* _Input for this task_:
::::::

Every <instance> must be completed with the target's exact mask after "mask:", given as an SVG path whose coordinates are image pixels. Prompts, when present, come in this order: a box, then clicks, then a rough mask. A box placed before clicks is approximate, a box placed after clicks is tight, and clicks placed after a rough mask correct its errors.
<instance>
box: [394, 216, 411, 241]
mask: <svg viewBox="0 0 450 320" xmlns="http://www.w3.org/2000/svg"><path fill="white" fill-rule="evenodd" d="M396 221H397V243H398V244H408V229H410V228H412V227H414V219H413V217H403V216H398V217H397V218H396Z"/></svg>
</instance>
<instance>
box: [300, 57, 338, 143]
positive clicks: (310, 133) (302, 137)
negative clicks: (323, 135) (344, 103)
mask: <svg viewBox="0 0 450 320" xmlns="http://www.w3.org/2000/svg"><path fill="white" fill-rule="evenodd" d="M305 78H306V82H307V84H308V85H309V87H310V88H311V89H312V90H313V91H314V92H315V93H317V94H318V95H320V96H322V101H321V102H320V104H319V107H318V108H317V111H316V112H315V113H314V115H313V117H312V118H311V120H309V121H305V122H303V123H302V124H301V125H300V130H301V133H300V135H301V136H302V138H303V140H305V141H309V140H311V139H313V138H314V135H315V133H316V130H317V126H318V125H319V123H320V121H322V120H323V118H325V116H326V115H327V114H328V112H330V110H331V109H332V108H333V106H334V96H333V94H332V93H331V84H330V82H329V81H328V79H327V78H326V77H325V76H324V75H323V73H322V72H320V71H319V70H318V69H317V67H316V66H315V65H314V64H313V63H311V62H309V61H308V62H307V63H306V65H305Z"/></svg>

::::::

Please turn every line of the entries above into a numbered list, leaving out any blank lines.

1. Every <instance> must be completed with the target's exact mask after "mask:", given as an SVG path whose coordinates are image pixels. Prompts, when present, come in this order: a box, then clicks, then a rough mask. A box placed before clicks is approximate, a box placed after clicks is tight, and clicks placed after a rough mask correct its errors.
2. <instance>
3. box: [394, 216, 411, 241]
4. mask: <svg viewBox="0 0 450 320" xmlns="http://www.w3.org/2000/svg"><path fill="white" fill-rule="evenodd" d="M396 221H397V243H398V244H408V229H410V228H412V227H414V219H413V217H403V216H398V217H397V218H396Z"/></svg>
5. </instance>
6. <instance>
7. box: [300, 57, 338, 143]
8. positive clicks: (310, 133) (302, 137)
9. negative clicks: (323, 135) (344, 103)
10. mask: <svg viewBox="0 0 450 320" xmlns="http://www.w3.org/2000/svg"><path fill="white" fill-rule="evenodd" d="M305 78H306V82H307V84H308V85H309V87H310V88H311V89H312V90H313V91H314V92H315V93H317V94H318V95H320V96H322V101H321V102H320V104H319V107H318V108H317V111H316V112H315V113H314V115H313V117H312V118H311V120H309V121H305V122H303V123H302V124H301V125H300V130H301V133H300V135H301V136H302V138H303V140H305V141H309V140H311V139H313V138H314V135H315V133H316V130H317V126H318V125H319V123H320V121H322V120H323V118H325V116H326V115H327V114H328V112H330V110H331V109H332V108H333V106H334V96H333V94H332V93H331V84H330V82H329V81H328V79H327V78H326V77H325V76H324V75H323V73H322V72H320V71H319V70H318V69H317V67H316V66H315V65H314V64H313V63H311V62H309V61H308V62H307V63H306V65H305Z"/></svg>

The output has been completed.